» **LIST OF TASKS**:
• A. In the column on Eater's Remorse below, condense the paragraph beginning "Sure enough. There it was" into a shorter version that keeps its main facts.
• B. Extend the column on Eater's Remorse below with a new paragraph that follows on from its final sentence.

» **PASSAGE SHOWN**:
════

Times-Herald

Remorse? Of course!

- David Nichol

It came upon me as I was finishing that chicken sandwich at or near midnight recently – a sudden rush of guilt. I still felt guilty all over again the next next morning, when I consumed three pieces of toast with breakfast, rather than two. Along with an extra strip of bacon.

Hmm, I thought, must be Eater’s Remorse. I thought I was joking. But then I started thinking.

Eater’s Remorse? Was there really such a thing? I wondered. So I looked it up.

Sure enough. There it was, along with all the other remorses one can have, like buyer’s remorse when you just closed on a house, drinker’s remorse (self explanator­y), voter’s remorse, etc. Seems that just about anything one can do, if it required a decision to go ahead and do it can cause remorse under certain conditions.

So, here is Eater’s Remorse. The simplest definition is: Guilt because you’ve overindulg­ed.

Gee, d’ya think? You mean no one ever feels Eater’s Remorse because he didn’t eat enough? Does no one ever experience anguish over the third helping not taken? Are there no cries in the night because one didn’t eat the whole pie?

Apparently not. Of course, I got to thinking about it, and I couldn’t recall a single time when I’ve left a table wishing I had eaten more.

════

» **ENTRIES**:
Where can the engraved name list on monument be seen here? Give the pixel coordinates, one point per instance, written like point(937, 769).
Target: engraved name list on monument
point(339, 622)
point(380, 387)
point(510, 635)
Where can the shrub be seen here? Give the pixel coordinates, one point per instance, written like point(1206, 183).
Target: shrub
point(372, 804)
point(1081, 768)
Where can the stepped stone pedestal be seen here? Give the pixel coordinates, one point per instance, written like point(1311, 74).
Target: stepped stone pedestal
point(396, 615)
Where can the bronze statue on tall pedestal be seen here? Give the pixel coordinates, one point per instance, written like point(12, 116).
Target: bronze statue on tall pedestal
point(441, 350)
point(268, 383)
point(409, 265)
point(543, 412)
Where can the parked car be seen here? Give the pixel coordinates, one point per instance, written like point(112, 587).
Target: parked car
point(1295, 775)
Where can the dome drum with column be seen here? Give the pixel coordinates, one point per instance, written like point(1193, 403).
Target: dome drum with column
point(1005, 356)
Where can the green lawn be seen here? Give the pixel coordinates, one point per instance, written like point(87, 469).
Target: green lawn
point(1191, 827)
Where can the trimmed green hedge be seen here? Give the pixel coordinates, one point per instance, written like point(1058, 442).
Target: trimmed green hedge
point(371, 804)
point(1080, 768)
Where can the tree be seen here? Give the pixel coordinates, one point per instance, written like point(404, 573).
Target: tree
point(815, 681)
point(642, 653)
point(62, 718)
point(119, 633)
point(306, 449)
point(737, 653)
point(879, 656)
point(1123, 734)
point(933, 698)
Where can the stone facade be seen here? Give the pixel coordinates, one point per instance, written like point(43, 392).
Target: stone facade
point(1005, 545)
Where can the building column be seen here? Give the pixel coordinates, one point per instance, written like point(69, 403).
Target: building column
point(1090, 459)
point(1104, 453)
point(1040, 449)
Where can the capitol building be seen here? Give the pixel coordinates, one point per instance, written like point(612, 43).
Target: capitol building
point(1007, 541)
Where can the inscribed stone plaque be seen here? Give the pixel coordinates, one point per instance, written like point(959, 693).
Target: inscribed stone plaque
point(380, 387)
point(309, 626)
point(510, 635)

════

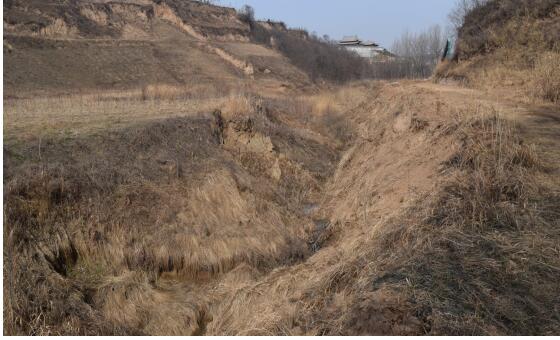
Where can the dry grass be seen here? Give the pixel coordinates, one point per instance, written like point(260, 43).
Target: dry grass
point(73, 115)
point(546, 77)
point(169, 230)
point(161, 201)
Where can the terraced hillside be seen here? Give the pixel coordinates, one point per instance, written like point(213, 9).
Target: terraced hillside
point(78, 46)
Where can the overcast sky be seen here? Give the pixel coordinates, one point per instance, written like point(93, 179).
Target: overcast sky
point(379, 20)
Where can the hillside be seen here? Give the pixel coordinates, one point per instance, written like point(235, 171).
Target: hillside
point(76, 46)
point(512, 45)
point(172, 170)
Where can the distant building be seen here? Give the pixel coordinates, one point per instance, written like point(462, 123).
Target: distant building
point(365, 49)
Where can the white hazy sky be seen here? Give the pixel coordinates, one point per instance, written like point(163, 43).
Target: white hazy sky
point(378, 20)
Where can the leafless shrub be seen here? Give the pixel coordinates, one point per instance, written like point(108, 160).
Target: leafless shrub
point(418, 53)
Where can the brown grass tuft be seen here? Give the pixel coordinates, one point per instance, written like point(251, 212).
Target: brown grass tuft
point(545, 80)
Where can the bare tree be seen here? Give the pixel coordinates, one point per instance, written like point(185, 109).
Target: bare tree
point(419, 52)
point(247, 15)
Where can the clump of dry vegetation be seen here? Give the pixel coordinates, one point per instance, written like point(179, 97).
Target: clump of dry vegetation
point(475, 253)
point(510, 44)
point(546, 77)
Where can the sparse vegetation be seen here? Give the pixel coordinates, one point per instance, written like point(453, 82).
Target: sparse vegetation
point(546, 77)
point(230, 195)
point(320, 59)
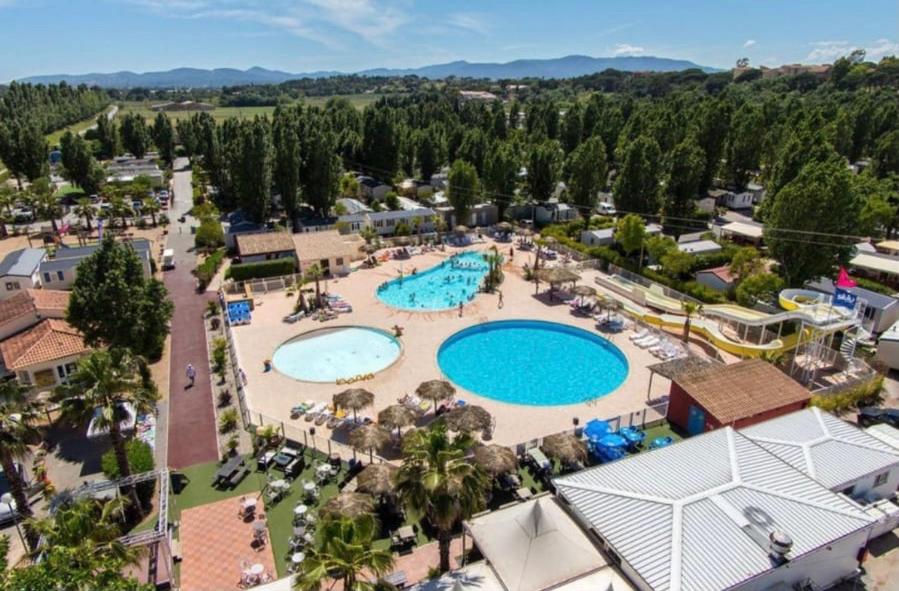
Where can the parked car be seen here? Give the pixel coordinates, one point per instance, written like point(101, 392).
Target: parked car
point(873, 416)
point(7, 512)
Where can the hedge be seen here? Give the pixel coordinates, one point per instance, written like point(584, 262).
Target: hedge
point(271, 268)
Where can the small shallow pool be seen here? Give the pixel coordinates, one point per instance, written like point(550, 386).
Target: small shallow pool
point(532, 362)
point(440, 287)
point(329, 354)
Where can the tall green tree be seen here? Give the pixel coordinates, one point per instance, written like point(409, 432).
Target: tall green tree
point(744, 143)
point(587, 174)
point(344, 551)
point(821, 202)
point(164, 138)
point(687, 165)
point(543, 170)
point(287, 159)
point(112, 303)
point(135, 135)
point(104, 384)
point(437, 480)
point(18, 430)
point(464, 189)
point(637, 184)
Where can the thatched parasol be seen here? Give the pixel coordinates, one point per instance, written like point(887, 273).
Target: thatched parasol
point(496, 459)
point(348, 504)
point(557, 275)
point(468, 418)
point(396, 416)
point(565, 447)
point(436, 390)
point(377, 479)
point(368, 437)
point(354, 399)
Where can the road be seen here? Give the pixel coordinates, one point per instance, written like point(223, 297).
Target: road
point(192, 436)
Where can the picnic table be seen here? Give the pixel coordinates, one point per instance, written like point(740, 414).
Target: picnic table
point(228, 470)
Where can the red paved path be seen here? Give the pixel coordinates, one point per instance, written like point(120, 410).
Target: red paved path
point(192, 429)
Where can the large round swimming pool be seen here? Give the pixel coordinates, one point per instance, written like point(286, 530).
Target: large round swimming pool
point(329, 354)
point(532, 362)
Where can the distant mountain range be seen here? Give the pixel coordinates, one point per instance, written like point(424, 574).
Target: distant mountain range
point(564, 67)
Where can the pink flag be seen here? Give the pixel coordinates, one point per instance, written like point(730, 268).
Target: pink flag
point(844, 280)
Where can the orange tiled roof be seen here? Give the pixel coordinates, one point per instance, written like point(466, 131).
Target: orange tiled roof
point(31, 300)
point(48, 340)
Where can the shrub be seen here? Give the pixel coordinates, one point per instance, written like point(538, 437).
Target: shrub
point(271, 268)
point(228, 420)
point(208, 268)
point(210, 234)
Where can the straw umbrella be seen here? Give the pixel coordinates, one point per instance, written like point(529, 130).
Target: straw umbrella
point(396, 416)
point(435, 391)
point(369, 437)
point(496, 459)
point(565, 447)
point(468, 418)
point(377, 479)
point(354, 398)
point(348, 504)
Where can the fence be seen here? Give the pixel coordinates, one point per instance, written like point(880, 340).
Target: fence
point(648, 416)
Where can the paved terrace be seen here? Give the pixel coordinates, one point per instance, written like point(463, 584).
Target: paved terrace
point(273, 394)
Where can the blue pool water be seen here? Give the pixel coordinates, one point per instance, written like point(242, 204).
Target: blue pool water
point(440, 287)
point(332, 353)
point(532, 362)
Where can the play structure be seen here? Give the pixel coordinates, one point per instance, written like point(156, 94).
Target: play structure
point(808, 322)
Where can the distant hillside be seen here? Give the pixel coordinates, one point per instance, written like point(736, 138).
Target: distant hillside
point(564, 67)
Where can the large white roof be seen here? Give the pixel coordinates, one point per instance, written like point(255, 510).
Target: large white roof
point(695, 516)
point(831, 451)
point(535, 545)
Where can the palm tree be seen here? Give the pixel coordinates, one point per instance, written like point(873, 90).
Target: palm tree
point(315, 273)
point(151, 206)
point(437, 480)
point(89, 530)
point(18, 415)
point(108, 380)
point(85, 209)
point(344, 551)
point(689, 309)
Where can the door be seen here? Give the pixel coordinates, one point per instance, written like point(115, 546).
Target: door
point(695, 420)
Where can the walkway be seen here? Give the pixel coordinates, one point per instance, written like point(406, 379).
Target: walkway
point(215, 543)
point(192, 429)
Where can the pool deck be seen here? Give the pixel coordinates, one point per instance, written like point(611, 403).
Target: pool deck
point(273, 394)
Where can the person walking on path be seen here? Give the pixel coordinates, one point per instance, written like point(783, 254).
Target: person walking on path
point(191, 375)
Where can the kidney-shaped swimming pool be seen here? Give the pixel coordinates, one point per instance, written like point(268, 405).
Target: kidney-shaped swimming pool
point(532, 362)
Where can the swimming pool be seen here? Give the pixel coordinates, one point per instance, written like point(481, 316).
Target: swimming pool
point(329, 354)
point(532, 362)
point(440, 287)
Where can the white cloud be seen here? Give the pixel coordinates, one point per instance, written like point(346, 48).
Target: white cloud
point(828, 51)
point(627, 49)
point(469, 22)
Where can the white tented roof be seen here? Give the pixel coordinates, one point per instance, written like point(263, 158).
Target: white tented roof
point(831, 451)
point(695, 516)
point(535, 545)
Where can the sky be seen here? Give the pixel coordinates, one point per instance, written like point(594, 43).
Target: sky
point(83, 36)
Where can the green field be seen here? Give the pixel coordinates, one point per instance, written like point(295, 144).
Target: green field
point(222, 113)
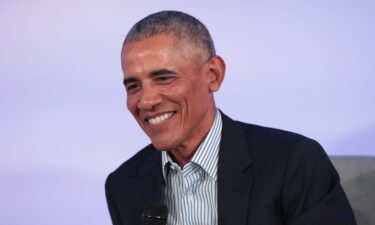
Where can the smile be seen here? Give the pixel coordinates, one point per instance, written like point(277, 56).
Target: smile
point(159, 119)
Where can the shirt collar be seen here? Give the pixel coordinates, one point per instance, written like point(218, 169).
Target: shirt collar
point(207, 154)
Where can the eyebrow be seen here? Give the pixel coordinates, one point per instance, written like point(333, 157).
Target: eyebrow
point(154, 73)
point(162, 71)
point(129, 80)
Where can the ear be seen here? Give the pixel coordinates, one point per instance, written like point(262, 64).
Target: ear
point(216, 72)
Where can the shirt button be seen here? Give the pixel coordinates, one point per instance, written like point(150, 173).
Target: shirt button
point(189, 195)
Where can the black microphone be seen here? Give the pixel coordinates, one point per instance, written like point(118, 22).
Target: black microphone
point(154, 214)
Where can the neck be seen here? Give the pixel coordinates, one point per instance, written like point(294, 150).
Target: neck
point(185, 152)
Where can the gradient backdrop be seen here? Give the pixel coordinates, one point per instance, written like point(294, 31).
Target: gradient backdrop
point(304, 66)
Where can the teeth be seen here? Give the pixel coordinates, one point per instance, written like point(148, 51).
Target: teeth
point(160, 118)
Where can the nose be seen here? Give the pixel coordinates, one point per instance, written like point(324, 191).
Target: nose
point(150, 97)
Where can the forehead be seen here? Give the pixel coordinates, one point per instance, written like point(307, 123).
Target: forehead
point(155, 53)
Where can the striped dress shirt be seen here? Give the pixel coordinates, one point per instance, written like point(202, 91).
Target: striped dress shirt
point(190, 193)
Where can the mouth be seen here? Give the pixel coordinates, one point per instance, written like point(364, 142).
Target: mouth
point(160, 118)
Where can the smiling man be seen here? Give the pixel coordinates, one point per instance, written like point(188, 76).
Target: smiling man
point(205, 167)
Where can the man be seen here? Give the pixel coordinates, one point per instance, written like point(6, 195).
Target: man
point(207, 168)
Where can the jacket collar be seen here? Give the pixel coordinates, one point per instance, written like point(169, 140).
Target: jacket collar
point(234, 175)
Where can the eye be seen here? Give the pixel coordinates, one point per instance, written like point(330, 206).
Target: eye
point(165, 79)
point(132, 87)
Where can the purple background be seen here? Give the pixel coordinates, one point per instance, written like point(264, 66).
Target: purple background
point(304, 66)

════

» **RESULTS OF THE TASKS**:
• A. The term turned up alongside many other kinds of remorse: buyer's remorse after closing on a house, drinker's remorse, voter's remorse, and more. Nearly anything that requires a decision to go ahead can cause remorse under certain conditions.

• B.
Okay, it did happen once. But I had been very sick and had hardly eaten for about a week, throwing up most of what I did eat. I got to feeling better and actually made it to the table for dinner. I was one hungry guy, and attacked dinner with a vengeance.

Mom, obviously concerned for my wellbeing, finally made me stop eating, well before I was ready to stop, myself. That time, I definitely left the table wanting to eat more, but the argument can be made that it was a special case.

Also, in reading about Eater’s Remorse, I discovered that the so-called experts are usually referring to the guilt one feels after cheating on one’s diet.

I’ll have you know – if you don’t know already – that one does not have to be on a diet to experience Eater’s Remorse. I wasn’t on a diet when I wolfed down that chicken sandwich (with mayonnaise and bread and butter pickles; the chicken was left over from a rotisserie Walmart chick). I had no noble intentions when I made that sandwich or consumed it.

In fact, one can even be perfectly aware that guilt is coming, and still over-consume. More than once in my life, I’ve told myself, “You’re gonna hate yourself for doing this,” before I attacked something tasty which I did not need to prevent starvation or to remain in a relatively healthy state.

Sure enough, the expected guilt arrived, once it was too late to do anything to stop it. That arrival of guilt, however, did nothing to keep me from doing it all again at the next opportunit­y. That’s what I’m like, and that’s how many of us are, fellow creatures.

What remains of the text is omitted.